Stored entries
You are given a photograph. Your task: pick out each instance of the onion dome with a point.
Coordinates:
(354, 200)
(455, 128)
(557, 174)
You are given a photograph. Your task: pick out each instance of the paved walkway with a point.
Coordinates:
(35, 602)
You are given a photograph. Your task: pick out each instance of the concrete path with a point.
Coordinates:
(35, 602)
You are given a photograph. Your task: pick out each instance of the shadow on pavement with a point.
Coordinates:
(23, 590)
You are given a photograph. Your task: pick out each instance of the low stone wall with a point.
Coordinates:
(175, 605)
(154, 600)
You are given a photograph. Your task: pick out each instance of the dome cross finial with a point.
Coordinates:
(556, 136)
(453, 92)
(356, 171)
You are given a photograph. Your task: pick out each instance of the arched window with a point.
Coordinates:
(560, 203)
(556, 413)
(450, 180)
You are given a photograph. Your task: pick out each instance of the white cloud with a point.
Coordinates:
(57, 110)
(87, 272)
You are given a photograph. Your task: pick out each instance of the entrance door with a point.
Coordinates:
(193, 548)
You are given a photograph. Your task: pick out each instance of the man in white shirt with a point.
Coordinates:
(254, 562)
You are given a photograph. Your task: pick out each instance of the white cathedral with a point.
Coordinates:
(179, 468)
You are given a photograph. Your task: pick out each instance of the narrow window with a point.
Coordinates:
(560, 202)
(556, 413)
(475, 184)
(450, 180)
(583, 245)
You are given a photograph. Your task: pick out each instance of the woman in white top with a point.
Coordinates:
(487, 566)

* **Exercise**:
Give each line of the records above as a JSON list of strings, one string per line, with blank lines left out.

* **Written solution**:
[
  "You are given a photograph. Your task: pick out each instance of the onion dome with a point.",
  "Coordinates:",
  "(354, 200)",
  "(455, 128)",
  "(557, 174)",
  "You are given a photograph. Your task: pick out each instance of the paved walkway with a point.",
  "Coordinates:",
  "(35, 602)",
  "You are given a photograph. Your task: pick out each instance of the concrete path with a point.",
  "Coordinates:",
  "(35, 602)",
  "You are given a photograph. Your task: pick out each instance of the shadow on pavement with a point.",
  "Coordinates:",
  "(23, 590)",
  "You are given a photograph. Your task: pick out each instance of the low stone wall with a point.",
  "Coordinates:",
  "(175, 605)",
  "(154, 600)",
  "You are given a photograph. Your task: pick out each instance of the dome cross finial with a point.",
  "Coordinates:",
  "(556, 136)",
  "(453, 92)",
  "(356, 171)",
  "You are given a photograph. Your task: pick out each instance of the arched window with a point.",
  "Coordinates:",
  "(560, 203)",
  "(556, 413)",
  "(450, 180)",
  "You are given a photograph. Your task: pick out each instance of the white cloud with a point.",
  "Coordinates:",
  "(57, 110)",
  "(87, 272)",
  "You are given a photograph. Your task: pick out each instance of the entrance door with a point.",
  "Coordinates:",
  "(193, 548)",
  "You are given a photograph. Your task: pick out each instance of the man in white shirt with a point.",
  "Coordinates:",
  "(254, 562)",
  "You are given a photograph. Your task: pick out each instance of the white cathedral with a point.",
  "Coordinates:",
  "(179, 468)",
  "You are given a photograph. Your task: pick out each instance of the narrow window with a point.",
  "Coordinates:",
  "(560, 202)",
  "(556, 413)",
  "(475, 184)",
  "(450, 180)",
  "(583, 245)",
  "You are given a photograph. Your task: pick out each instance of the woman in white top with a point.",
  "Coordinates:",
  "(487, 566)"
]